[Region pointing data]
○ ○ ○ ○ ○ ○ ○

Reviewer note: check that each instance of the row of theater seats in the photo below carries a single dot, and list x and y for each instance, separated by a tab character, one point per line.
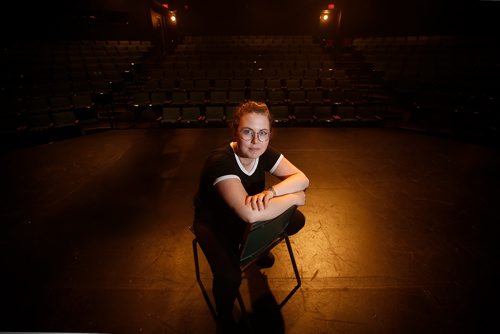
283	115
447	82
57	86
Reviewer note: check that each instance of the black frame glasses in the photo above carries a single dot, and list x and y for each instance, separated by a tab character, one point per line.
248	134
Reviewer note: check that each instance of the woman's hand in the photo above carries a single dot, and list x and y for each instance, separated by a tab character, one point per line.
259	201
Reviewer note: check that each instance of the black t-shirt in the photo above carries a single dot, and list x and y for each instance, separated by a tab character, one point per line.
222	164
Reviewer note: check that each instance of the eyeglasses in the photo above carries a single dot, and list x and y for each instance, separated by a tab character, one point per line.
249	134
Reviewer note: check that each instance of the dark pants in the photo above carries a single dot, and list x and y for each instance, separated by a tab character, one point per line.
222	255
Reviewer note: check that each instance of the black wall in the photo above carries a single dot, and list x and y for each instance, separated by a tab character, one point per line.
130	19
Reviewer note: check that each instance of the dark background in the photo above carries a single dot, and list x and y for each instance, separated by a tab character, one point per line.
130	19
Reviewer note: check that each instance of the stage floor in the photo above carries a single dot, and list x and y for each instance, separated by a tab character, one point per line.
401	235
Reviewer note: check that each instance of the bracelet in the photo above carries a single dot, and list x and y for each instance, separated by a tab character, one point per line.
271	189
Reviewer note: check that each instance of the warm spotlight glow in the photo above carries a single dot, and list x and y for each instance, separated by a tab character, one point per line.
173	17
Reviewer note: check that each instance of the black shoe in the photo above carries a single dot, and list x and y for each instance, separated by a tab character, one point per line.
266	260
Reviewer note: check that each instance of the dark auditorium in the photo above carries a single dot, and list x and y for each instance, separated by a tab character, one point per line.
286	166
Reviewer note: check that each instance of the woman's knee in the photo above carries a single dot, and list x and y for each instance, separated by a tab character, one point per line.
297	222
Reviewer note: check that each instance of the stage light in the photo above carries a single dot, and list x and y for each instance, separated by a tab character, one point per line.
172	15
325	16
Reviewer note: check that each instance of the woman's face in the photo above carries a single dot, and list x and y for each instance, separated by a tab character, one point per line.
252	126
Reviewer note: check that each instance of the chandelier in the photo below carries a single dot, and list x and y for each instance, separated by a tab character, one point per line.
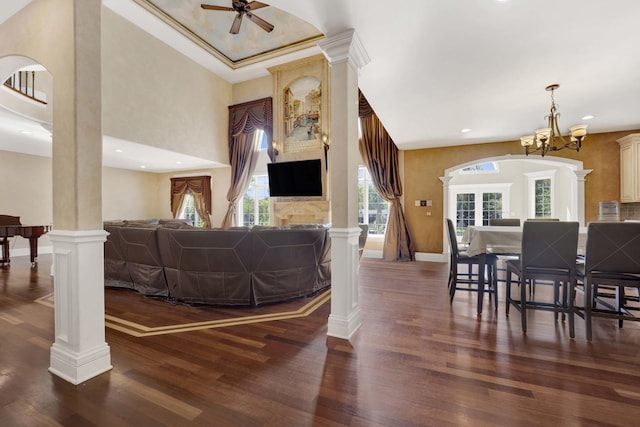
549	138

○ ○ ○ ○ ○ ○ ○

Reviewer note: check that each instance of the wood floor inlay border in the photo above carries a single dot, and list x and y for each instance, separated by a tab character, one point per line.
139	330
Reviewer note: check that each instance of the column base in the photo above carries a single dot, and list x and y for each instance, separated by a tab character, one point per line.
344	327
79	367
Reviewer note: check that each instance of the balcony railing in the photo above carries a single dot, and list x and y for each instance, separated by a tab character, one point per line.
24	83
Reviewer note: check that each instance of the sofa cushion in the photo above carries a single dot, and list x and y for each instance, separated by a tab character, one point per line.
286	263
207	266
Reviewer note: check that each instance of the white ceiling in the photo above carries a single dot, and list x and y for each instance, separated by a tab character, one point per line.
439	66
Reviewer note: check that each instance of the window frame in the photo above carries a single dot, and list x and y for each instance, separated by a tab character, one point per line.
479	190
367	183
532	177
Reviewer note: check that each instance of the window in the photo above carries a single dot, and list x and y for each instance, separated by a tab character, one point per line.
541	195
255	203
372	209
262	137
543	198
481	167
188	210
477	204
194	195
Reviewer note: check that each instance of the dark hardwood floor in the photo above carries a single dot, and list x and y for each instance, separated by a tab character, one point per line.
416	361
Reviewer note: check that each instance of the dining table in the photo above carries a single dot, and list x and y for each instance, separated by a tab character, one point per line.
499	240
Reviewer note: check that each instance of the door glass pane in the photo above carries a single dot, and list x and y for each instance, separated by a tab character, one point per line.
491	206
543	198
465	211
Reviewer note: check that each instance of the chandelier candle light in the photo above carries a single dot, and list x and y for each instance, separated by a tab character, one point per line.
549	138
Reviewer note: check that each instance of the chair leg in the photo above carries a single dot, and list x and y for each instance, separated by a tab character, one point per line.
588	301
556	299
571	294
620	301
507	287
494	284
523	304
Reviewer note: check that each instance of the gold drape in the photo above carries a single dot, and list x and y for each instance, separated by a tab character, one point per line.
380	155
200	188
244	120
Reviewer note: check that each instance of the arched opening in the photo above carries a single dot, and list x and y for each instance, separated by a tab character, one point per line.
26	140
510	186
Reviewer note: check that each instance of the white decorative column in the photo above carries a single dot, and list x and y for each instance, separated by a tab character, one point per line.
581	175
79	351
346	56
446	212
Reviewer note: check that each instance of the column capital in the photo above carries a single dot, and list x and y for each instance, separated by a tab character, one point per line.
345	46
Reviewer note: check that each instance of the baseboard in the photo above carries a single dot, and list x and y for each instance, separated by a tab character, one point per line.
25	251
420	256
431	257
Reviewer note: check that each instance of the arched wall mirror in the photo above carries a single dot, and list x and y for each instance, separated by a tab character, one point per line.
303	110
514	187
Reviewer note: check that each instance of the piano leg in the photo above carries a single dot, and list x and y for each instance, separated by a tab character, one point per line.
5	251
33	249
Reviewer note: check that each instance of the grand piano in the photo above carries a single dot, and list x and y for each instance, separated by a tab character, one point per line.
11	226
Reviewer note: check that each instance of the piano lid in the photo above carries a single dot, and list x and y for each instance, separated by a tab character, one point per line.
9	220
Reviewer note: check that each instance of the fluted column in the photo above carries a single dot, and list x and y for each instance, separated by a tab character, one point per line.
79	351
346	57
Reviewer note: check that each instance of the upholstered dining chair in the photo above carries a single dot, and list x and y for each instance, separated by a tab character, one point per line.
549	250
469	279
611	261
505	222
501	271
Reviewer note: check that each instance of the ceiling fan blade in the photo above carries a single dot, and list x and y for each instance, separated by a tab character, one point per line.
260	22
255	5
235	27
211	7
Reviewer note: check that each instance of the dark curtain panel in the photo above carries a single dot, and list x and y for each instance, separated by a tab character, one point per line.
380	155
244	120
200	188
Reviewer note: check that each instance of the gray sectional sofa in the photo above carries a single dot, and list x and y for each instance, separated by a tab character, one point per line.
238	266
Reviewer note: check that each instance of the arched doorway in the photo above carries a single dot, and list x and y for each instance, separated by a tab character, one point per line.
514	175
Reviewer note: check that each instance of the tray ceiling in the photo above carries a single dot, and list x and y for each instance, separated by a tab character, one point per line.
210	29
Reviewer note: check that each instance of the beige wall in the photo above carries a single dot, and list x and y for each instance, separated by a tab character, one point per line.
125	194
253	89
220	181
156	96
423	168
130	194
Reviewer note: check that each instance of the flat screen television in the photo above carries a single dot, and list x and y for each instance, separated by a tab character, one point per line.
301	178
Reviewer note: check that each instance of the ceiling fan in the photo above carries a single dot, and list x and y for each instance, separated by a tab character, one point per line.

○ ○ ○ ○ ○ ○ ○

## WHAT IS NEEDED:
Wherever the line holding "Reviewer note: check that each instance of the tray" falls in the entries above, copy exactly from it through the line holding "Reviewer note: check that each instance of the ceiling fan in", inclusive, and add nothing.

## TASK ANSWER:
Reviewer note: check that each instance of the tray ceiling in the photo above carries a single dot, and list x and y for each instance, separated by a tab character, one point per line.
210	29
Reviewer note: check that each instance of the beige wall in the photo above carries a single dot, and list x and y for each instance, separated by a tab character, one point per line.
125	194
253	89
220	181
156	96
423	168
130	194
Reviewer note: check that each instance of the flat screen television in the photo above carries a single dot, and list x and y for each instance, separated by a tab character, one point per line.
301	178
Reviewer note: check that each instance of the ceiling fan in the photo above carries a single dot, and list x and y for each instance, separated by a tab character, one point per line.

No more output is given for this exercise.